**Consigne**:
Recopiez mot pour mot le passage du texte source qui commence aux mots « Son fils Abdul » et s’arrête après les mots « seule régénérer l’Orient. ».

**Texte source**:

++++++++++++++++++++

J’ai rectifié, ou plutôt les événements ont rectifié pour moi, quelques-uns des aperçus de ce livre. Tout a changé sur ce théâtre mobile de la politique occidentale et orientale. Ce qui était vrai en 1834 serait contre-sens en 1850. Dieu a soufflé sur ces déserts, et a imprimé d’autres formes et d’autres ondulations à la surface de l’Orient.

Ibrahim-Pacha est mort ; et son sabre, qui menaçait à la fois les Maronites dans le Liban et l’empire ottoman à Smyrne et à Constantinople, est couché avec lui dans son tombeau.

Méhémet-Ali est mort ; et ses projets d’asservir ou de diviser l’islamisme pour le concentrer et le rajeunir à Alexandrie sont morts avec lui.

Mahmoud, le vainqueur des janissaires, est mort à Constantinople après avoir accompli son œuvre, l’affranchissement de la puissance impériale du joug d’une soldatesque tyrannique et indisciplinée. L’histoire l’appellera le Pierre le Grand de l’empire ottoman. Comme Pierre le Grand, il a abattu les Strélitz.

Son fils Abdul Mejid a trouvé, à la mort de son père, l’empire libre, les préjugés domptés, des instruments tout formés autour de lui pour continuer l’œuvre civilisatrice de son père. Sa tolérance, servie par des ministres habiles, libéraux, élevés en Europe, accomplit l’œuvre de fusion des races, qui doit seule régénérer l’Orient.

++++++++++++++++++++

[Données recueillies]
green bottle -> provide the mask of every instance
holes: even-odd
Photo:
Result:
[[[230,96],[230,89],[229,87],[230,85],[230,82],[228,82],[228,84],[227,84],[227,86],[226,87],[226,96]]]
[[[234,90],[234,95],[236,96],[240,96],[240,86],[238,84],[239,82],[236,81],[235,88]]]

++++++++++++++++++++

**Exercice réalisé**:
Son fils Abdul Mejid a trouvé, à la mort de son père, l’empire libre, les préjugés domptés, des instruments tout formés autour de lui pour continuer l’œuvre civilisatrice de son père. Sa tolérance, servie par des ministres habiles, libéraux, élevés en Europe, accomplit l’œuvre de fusion des races, qui doit seule régénérer l’Orient.